— start PASSAGE PROVIDED —

Come on over to Destin and ride the American Spirit or the New Florida Girl. Same fishing, and you can bring your own beer.


----------



## 24ft fishmaster (Apr 26, 2012)

will be on American spirit June 13 and the 18th company paid trips will be first time charting out of destin .Always charted the lively one ii. Out of Pensacola before I bought my first boat.


----------



## Hunt4Jesus (Jan 13, 2008)

Just went on the Anderson this weekend. Friendly crew and they work hard. We did a 6 hr and it was not really enjoyable. I would definitely go out of Destin if you had the opp. You will catch fish, but I think they like the quantity over quality. May be different when snapper season comes in. I fished with my own rig on 50lb flourocarbon on a slip sinker. Used cigs and bonita strips for bait. I caught 0 and had 0 big bites. There was plenty of white snapper, rubies, sea perch, etc. being caught but nothing big at all. Did have a school of chicken dolphin come in and I struggled to rig quick and missed them. They caught fish, but nothing like the destin boats.


----------



## MrFish49 (Jun 30, 2012)

Just wanted to give ya'll a update. Went out and absolutely slayed the mingos and "white snapper" grandma and brother had a great time. Only got 1 red snapper but that doesn't matter. Spent the first hour just rigging, baiting, and dehooking fish for those two.


----------



## dustyflair (Nov 11, 2011)

mrfish49 said:


> just wanted to give ya'll a update. Went out and absolutely slayed the mingos and "white snapper" grandma and brother had a great time. Only got 1 red snapper but that doesn't matter. Spent the first hour just rigging, baiting, and dehooking fish for those two.


picks man picks!!!


----------



## MrFish49 (Jun 30, 2012)

Sorry didn't take many pictures besides a few before we got out there and a weird fish I've never caught before. I was pretty much busy either untangling the guy next to me who didn't understand that you should control your line drift, or dehooking fish for my grandma and brother. She caught a limit of mingos in probably 40 minutes.


----------



## Scardog7 (Oct 11, 2011)

That looks like a short bigeye or aka bigeye toro. Small, but super cool. Not in the snapper family. That's my guess anyway.

Congrats on the family time. Always a wise use of time and money.


----------

— end PASSAGE PROVIDED —

CHALLENGE A:
Give each distinct username that heads a post in the fishing forum thread, listing each name once.

— start ENTRIES SHOWN —

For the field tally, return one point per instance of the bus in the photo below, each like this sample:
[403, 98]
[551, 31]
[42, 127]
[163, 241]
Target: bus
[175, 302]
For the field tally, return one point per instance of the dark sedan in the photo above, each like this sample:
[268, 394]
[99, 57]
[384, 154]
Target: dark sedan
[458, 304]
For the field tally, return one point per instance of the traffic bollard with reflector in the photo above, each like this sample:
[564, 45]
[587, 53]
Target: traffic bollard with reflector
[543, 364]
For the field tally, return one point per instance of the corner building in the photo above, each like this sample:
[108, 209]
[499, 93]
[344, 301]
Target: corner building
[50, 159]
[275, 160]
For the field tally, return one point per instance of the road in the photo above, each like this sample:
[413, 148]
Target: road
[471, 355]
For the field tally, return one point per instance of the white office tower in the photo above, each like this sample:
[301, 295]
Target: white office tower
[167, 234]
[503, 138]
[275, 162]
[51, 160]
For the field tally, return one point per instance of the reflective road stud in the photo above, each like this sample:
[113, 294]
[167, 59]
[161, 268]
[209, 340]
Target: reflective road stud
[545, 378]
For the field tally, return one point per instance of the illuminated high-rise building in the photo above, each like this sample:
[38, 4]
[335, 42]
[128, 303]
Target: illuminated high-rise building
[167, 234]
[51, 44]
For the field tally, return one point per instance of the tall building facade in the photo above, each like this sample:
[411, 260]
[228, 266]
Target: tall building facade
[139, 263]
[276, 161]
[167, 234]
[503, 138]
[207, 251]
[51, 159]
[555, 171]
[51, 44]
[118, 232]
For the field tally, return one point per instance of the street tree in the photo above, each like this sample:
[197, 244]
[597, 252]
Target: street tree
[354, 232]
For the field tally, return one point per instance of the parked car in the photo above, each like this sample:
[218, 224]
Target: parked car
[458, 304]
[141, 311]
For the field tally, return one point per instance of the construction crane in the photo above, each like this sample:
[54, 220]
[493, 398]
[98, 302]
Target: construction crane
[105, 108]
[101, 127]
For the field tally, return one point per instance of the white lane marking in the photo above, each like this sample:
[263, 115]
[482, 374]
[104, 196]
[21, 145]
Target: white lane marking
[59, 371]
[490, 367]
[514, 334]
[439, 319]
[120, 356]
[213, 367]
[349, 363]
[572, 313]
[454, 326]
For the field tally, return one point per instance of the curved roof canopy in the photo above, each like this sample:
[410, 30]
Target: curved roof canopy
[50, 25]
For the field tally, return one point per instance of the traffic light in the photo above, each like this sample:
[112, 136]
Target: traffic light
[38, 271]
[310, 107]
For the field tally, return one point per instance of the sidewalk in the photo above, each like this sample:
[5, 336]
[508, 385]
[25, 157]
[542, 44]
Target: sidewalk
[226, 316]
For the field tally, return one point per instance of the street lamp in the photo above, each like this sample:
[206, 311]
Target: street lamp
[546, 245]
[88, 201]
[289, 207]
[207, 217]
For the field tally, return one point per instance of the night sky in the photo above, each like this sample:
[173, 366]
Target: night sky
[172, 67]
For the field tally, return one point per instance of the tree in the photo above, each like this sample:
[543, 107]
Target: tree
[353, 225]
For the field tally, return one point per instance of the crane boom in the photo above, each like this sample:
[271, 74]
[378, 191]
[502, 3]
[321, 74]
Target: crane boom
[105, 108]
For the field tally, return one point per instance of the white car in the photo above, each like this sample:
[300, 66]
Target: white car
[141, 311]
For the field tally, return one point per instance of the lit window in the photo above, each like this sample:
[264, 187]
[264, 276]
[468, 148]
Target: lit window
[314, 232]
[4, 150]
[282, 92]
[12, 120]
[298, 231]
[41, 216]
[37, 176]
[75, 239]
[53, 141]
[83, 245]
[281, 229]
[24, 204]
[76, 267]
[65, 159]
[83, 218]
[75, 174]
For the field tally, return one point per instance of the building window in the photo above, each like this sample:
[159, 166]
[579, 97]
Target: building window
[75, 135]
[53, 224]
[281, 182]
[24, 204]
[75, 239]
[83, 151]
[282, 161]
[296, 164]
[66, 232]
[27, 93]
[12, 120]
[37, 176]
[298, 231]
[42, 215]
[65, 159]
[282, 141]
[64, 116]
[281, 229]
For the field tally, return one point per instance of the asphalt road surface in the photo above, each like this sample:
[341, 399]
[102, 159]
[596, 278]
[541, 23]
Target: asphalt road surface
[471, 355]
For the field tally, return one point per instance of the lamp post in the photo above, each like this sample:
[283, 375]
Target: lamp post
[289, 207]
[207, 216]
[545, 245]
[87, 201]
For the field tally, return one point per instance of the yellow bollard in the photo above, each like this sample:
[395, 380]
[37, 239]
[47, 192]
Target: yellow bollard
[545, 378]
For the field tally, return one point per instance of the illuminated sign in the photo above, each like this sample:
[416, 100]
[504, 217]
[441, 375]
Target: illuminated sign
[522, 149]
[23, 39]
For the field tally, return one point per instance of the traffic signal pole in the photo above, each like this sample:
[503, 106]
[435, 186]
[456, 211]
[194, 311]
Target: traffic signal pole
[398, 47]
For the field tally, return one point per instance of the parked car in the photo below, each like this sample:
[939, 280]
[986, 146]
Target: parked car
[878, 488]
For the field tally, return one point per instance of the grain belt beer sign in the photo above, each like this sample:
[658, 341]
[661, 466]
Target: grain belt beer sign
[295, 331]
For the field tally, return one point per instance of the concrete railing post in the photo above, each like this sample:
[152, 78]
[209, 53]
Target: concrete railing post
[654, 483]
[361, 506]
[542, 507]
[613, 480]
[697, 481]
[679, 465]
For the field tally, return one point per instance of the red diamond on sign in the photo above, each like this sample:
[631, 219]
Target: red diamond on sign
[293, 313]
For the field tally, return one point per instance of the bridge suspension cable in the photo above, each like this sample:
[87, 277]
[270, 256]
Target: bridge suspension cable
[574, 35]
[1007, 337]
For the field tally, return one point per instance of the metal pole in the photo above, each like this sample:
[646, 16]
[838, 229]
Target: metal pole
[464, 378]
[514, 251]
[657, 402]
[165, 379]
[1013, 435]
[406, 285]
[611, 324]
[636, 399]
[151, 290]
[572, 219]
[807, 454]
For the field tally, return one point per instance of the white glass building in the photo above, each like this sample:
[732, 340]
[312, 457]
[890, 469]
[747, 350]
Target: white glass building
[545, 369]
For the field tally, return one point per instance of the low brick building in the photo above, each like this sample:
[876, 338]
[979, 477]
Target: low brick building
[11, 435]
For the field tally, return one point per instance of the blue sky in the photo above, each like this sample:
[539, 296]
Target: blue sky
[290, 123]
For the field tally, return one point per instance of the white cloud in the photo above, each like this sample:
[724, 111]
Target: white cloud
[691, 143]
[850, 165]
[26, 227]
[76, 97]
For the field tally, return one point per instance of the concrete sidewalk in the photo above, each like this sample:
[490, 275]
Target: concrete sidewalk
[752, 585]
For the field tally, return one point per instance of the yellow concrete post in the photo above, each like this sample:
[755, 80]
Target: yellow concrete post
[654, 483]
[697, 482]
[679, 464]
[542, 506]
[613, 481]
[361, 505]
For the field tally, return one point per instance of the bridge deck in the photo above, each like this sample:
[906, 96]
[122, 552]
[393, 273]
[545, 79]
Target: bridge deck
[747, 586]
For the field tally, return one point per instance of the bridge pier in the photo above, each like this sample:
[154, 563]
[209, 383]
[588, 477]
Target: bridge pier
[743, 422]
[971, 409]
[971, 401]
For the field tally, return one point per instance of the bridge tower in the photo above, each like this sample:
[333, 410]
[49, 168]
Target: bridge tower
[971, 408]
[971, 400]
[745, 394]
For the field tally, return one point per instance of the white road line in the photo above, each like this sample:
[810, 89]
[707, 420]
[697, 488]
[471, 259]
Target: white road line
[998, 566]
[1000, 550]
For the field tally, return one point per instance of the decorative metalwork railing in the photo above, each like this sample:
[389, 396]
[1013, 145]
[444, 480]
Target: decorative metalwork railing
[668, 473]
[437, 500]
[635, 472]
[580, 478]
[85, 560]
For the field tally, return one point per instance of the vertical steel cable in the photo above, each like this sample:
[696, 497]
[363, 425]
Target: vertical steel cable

— end ENTRIES SHOWN —

CHALLENGE B:
Pull out each line of the listing that contains the string "grain", and copy it out.

TASK ANSWER A:
24ft fishmaster
Hunt4Jesus
MrFish49
dustyflair
Scardog7

TASK ANSWER B:
For the field tally, return one point per instance of the grain belt beer sign in the photo above, each like this sample:
Target: grain belt beer sign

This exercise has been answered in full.